▸ Goal of the exercise
Format the material from its first line through the line containing "x=457, y=169" as a JSON list of strings, one string per line, with blank lines left out.

▸ Data entries
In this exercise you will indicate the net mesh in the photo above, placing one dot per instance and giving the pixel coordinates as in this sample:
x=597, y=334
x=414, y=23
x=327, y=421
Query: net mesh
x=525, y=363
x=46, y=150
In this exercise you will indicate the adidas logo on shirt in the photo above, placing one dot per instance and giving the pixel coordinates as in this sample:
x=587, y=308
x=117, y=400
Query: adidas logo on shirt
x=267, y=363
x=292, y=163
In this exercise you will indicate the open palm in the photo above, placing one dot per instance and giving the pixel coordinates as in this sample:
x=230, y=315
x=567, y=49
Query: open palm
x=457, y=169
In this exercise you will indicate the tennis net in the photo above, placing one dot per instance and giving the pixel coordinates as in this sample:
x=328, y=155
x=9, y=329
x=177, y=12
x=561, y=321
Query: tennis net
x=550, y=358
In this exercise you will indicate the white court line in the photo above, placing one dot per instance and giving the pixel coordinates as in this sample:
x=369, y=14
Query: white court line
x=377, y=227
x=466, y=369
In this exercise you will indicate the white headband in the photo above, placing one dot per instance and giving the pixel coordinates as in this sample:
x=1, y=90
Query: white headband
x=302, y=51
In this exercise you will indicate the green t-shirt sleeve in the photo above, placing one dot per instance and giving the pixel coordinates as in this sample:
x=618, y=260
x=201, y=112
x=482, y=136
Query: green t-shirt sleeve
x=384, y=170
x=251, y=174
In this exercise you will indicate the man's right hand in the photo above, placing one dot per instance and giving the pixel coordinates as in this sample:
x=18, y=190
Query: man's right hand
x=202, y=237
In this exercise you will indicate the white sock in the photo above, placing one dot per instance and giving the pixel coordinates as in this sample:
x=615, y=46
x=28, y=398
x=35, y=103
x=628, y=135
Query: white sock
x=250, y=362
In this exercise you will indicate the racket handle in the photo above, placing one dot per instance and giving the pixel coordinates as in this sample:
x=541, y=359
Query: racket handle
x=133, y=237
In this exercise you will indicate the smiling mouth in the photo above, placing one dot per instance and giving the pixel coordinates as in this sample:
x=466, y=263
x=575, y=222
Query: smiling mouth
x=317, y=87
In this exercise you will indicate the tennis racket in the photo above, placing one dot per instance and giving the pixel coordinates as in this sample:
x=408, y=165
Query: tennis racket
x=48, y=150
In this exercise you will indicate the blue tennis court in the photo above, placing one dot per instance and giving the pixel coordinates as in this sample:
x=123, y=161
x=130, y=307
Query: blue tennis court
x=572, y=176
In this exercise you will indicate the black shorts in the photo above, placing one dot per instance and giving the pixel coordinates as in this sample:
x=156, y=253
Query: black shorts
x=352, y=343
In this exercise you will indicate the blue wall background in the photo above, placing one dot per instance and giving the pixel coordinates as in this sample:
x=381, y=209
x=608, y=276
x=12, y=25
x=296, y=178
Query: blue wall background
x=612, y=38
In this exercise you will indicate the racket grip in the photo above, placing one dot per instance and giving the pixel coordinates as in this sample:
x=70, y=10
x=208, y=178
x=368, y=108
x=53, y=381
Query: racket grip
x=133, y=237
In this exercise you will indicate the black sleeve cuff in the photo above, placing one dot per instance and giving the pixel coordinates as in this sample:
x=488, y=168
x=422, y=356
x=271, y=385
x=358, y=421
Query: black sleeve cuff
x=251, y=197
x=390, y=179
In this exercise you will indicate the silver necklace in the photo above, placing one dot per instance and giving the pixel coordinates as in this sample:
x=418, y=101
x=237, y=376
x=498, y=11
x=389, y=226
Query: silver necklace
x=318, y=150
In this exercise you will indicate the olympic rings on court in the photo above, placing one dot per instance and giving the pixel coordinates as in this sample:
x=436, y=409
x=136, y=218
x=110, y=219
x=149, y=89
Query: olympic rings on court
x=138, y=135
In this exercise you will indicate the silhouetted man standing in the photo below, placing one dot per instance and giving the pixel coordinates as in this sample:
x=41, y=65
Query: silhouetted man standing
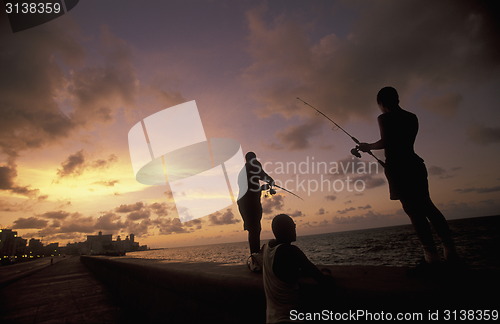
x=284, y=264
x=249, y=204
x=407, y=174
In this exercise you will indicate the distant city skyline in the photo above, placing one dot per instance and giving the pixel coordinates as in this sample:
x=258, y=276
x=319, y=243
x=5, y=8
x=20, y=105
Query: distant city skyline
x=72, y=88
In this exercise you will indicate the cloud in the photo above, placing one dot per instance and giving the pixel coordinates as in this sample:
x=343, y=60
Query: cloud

▸ Answer below
[
  "In this exercise you will indicate the net mesh in the photo above, placing one dot per instance and giving the pixel coordinates as in this sample:",
  "x=597, y=334",
  "x=414, y=23",
  "x=327, y=421",
  "Query: net mesh",
  "x=525, y=363",
  "x=46, y=150",
  "In this exercise you will indicate the adidas logo on shirt in the photo above, placing one dot per instance and giving the pixel coordinates as in this sample:",
  "x=587, y=308",
  "x=117, y=400",
  "Query: adidas logo on shirt",
  "x=267, y=363",
  "x=292, y=163",
  "In this exercise you will indicate the open palm in the photo above, placing one dot per instance and giving the pixel coordinates as in this sample:",
  "x=230, y=315",
  "x=567, y=49",
  "Query: open palm",
  "x=457, y=169"
]